++++ DATA RECORDS
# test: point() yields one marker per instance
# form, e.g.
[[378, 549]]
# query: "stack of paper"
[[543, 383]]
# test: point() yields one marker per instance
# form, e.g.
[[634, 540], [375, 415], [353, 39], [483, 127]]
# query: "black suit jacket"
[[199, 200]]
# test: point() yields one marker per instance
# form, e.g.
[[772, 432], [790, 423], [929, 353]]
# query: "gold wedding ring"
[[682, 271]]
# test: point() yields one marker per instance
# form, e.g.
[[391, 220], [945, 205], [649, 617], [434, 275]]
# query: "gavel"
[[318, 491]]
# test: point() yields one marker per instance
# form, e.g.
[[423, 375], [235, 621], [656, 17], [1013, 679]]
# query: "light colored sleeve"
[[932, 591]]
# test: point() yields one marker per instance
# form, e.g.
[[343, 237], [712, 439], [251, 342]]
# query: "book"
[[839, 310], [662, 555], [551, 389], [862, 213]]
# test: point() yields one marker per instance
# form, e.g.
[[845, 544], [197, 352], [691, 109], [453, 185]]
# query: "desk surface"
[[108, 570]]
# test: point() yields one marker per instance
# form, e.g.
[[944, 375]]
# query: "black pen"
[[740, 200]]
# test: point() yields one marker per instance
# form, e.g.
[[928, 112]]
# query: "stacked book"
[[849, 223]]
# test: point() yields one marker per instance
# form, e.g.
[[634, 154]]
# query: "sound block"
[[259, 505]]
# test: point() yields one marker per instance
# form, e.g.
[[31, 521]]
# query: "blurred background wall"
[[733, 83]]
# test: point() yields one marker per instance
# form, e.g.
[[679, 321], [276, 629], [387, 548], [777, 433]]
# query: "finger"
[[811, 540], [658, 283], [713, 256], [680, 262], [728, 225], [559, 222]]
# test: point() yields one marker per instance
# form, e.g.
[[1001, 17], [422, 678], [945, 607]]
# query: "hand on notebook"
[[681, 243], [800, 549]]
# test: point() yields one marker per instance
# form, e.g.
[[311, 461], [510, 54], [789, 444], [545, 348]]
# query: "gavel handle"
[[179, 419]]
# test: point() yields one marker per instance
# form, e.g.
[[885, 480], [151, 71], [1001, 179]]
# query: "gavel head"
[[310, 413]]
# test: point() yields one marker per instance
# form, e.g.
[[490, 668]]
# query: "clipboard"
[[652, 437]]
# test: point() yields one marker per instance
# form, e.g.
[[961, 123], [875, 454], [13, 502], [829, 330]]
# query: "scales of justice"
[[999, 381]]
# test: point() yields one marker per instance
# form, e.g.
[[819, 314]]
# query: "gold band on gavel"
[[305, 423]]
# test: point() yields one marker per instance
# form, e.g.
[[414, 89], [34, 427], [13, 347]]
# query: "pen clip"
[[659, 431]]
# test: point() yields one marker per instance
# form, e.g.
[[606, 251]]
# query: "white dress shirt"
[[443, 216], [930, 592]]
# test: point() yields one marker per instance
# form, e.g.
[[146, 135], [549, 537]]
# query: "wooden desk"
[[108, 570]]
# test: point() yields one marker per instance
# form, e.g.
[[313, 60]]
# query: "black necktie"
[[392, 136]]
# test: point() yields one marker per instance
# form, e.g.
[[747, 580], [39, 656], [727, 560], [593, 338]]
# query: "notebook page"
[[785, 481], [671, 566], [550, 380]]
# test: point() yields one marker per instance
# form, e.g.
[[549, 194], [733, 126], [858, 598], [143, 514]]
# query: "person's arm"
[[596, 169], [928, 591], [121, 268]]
++++++++
### WORK REQUEST
Nothing but the lines from the beginning of the records through the line with "[[634, 154]]" should appear, each printed exactly.

### WRITTEN SOLUTION
# test: point() yields one marker per instance
# form, e.g.
[[378, 549]]
# query: "stack of paper"
[[543, 383]]
# test: point() yields one marker per instance
# form, e.g.
[[634, 540], [375, 415], [353, 39], [483, 127]]
# query: "black suit jacket"
[[199, 200]]
# test: point() yields one marker per instance
# form, e.g.
[[772, 432], [790, 423], [929, 353]]
# query: "gold wedding ring"
[[682, 271]]
# test: point() yields one marker per instance
# form, e.g.
[[391, 220], [945, 205], [649, 617], [434, 275]]
# query: "gavel"
[[318, 491]]
# test: point() yields one marker per instance
# form, e.g.
[[423, 375], [235, 621], [656, 17], [1013, 679]]
# query: "light colored sleeve"
[[932, 591]]
# test: point() yields one marker per instance
# form, e.g.
[[343, 237], [712, 439], [251, 342]]
# query: "book"
[[839, 310], [662, 555], [551, 389], [862, 213]]
# test: point() yields one marker per instance
# form, e.g.
[[845, 544], [197, 352], [691, 109], [453, 185]]
# query: "desk surface"
[[108, 570]]
# test: point() yields one marker per instance
# form, e.g.
[[944, 375]]
# query: "black pen"
[[740, 200]]
# test: point() yields one marker per instance
# form, e.g.
[[928, 112]]
# query: "stacked book"
[[849, 223]]
# test: point() yields one marker per instance
# form, e.g.
[[634, 154]]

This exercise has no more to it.